> _AUFGABEN_:
1. Wann tritt laut dem Text zum neuen Vergaberecht das totalrevidierte Bundesgesetz über das öffentliche Beschaffungswesen in Kraft?
2. Knüpfen Sie an den letzten Satz des Textes zum neuen Vergaberecht an und schreiben Sie ihn weiter.

"Geiz und Dumping sind nicht geil"

Die neue Regelung zum öffentlichen Beschaffungswesen relativiert die Bedeutung des Preises zugunsten der Qualität. Die Schlagworte des neuen Vergaberechts lauten: Qualität, Innovation und Nachhaltigkeit.

Am 1. Januar 2021 tritt das totalrevidierte Bundesgesetz über das öffentliche Beschaffungswesen (BöB) in Kraft. Demnach soll in Zukunft nicht mehr das wirtschaftlich günstigste, sondern das vorteilhafteste Angebot den Zuschlag erhalten. Zugleich ändern sich die Zuschlagskriterien, nach denen öffentliche Auftraggeber ihre Anbieter auswählen. Lebenszykluskostenansatz und Nachhaltigkeit bringen einen Schritt Richtung Vollkostenrechnung. Dazu kommt, dass die Totalrevision des Beschaffungsrechts eine Harmonisierung der öffentlichen Beschaffungspraxis mit sich bringen wird. Die neuen Regeln sollen mittelfristig für alle föderalen Ebenen Geltung haben. Der Bund macht den ersten Schritt. Im Interview erklärt Rechtsanwalt Marc Steiner, Richter am Bundesverwaltungsgericht, was das neue Gesetz für KMU bedeutet und wie sie sich darauf einstellen können.

Welche Bedeutung haben Beschaffungen der öffentlichen Hand generell für die Wirtschaft, insbesondere für KMU?

Marc Steiner: Konservative Schätzungen gehen davon aus, dass sich das jährliche Volumen der öffentlichen Aufträge auf über CHF 40 Milliarden beläuft. Der Hauptteil dieser Summe wird von Seiten der Kantone und Gemeinden ausgegeben. Der Bund kommt für etwa einen Fünftel dieses Betrags auf. Besonders wichtig ist der öffentliche Einkauf für KMU aus der Baubranche, denn private Akteure investieren nicht in Grossprojekte wie Tunnel oder den Bau von Autobahnen. Andere Branchen profitieren jedoch auch von öffentlichen Beschaffungen. Als Beispiel seien KMU aus der Textilbranche oder etwa IT-Dienstleister genannt.

> _GEGEBENE DATEN_:

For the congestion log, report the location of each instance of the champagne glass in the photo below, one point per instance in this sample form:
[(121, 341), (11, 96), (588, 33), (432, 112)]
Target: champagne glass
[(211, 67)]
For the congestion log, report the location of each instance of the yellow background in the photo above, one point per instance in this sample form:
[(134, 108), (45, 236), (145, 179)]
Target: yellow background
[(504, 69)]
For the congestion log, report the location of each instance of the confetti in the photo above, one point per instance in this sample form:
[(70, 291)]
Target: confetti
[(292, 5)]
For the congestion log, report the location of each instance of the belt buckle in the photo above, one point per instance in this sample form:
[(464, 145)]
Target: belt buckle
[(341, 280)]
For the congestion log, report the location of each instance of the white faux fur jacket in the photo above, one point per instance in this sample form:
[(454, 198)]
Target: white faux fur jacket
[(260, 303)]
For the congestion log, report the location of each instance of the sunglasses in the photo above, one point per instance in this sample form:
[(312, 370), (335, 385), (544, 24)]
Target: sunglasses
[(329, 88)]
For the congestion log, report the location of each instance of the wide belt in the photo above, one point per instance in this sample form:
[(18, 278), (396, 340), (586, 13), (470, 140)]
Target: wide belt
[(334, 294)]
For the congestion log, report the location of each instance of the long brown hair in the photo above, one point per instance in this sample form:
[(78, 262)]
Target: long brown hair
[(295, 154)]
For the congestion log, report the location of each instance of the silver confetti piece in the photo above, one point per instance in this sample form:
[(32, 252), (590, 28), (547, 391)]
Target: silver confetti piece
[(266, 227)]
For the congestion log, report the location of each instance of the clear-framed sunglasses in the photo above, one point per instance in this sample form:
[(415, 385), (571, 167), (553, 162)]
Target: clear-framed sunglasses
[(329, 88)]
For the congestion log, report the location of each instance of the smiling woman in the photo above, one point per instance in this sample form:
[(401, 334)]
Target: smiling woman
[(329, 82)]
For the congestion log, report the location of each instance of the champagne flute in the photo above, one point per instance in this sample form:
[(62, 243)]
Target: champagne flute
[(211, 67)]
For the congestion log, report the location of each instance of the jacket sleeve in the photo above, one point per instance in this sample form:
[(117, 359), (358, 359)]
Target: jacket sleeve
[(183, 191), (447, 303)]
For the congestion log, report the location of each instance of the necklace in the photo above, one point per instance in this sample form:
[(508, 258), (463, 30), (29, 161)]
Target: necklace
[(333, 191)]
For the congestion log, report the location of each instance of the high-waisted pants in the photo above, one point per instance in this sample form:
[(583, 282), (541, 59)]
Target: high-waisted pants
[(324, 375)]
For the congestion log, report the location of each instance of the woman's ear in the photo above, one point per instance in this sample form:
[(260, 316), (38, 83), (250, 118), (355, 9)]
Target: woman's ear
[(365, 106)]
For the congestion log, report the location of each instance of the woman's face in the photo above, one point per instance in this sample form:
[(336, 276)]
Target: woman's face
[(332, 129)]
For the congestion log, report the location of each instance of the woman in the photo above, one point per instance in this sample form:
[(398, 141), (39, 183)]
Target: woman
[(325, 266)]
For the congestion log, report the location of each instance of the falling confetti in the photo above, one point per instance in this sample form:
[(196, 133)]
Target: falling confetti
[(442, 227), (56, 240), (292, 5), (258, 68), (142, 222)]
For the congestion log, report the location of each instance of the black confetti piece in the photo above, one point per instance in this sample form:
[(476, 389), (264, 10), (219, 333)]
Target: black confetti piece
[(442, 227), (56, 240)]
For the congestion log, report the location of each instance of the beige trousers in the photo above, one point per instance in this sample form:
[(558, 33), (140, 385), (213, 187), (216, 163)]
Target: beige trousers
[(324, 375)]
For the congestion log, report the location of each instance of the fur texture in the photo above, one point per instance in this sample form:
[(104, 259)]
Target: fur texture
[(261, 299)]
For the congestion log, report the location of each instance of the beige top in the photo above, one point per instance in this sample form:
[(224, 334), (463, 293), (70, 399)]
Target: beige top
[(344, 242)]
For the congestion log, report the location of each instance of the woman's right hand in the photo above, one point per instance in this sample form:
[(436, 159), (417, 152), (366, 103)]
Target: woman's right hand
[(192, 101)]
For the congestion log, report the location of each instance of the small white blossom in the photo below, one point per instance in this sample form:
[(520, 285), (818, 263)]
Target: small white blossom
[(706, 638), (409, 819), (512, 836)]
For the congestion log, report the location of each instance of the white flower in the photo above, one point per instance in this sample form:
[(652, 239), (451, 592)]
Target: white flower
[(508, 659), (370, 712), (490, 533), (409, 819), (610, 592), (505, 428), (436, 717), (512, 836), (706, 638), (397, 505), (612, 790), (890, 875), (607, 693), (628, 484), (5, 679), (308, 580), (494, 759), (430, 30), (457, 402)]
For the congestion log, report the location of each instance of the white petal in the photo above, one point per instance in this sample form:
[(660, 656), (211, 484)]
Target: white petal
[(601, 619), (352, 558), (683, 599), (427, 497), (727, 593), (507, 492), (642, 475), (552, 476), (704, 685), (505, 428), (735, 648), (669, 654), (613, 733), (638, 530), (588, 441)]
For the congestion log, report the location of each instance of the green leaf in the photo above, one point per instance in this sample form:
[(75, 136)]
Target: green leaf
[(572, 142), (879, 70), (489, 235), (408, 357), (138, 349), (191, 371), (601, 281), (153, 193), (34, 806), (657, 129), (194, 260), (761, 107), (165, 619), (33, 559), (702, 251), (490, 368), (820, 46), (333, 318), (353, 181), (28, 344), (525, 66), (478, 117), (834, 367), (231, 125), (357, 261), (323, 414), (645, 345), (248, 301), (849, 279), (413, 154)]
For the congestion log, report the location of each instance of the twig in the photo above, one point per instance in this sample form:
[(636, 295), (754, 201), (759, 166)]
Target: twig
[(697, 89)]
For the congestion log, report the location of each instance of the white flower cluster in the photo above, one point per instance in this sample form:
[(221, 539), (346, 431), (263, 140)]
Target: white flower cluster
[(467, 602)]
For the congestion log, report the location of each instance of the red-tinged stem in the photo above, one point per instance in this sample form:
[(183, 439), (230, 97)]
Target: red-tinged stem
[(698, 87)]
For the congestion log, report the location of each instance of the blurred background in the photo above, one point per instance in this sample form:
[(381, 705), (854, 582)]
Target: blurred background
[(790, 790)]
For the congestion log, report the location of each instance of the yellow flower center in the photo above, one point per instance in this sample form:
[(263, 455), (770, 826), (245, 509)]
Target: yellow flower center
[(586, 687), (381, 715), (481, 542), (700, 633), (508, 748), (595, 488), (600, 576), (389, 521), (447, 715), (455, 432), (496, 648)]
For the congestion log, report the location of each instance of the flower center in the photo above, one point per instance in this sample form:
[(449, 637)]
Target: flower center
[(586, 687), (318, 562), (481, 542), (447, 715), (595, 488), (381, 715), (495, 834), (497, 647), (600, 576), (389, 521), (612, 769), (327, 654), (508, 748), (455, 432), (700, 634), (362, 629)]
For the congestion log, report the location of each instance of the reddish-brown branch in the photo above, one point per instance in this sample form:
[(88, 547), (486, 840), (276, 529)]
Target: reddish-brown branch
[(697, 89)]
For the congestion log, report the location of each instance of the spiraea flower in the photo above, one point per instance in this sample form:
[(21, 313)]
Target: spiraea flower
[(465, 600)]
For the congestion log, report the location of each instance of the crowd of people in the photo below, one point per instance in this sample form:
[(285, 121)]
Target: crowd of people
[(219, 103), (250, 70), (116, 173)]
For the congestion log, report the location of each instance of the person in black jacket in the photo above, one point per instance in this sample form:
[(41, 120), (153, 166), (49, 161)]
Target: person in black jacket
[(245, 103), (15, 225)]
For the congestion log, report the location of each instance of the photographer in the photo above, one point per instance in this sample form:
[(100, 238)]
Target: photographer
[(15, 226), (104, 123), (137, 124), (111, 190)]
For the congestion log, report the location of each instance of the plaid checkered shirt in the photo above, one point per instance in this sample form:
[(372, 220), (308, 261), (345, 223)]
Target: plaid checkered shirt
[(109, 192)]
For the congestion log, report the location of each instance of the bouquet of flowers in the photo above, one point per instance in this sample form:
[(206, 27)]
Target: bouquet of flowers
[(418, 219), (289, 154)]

> _LÖSUNGEN_:
1. Am 1. Januar 2021.

2.
Welche Neuerungen sind Ihrer Meinung nach diejenigen mit der grössten Tragweite?

Steiner: Als Erstes ist die Harmonisierung des Vergaberechts zwischen Bund und Kantonen eine sehr wichtige Neuerung. Das alte Vergaberecht führte wegen der Rechtszersplitterung zu hohen Kosten auf Seiten der KMU, die Angebote je nach Kanton auf die jeweiligen Rechtsvorschriften abstimmen mussten. Diese Harmonisierung wird durch die neue Interkantonale Vereinbarung über das öffentliche Beschaffungswesen (IVöB) vom 15. November 2019 erreicht werden.

Dann ist natürlich die Abkehr von der "Geiz ist geil"-Mentalität von ausserordentlicher Bedeutung. Die Auswahl der Angebote gemäss Kriterien wie Nachhaltigkeit oder Innovationskraft setzt dem neo-liberalen Paradigma der 90er-Jahre, wonach vor allem Marktöffnung, Wettbewerb und der Preis ausschlaggebend seien, ein Ende. Die Schweiz hatte im Unterschied zur EU, die ihrerseits 2014 eine Richtlinie verabschiedet hat, in der der Primat der Qualität der Produkte und Services bei öffentlichen Ausschreibungen festgeschrieben wurde, eigentlich schon nach geltendem Recht die Möglichkeit, die Bedeutung der Qualität zu betonen, was aber zu wenig gemacht wurde.

Was waren die Auswirkungen der alten Praxis?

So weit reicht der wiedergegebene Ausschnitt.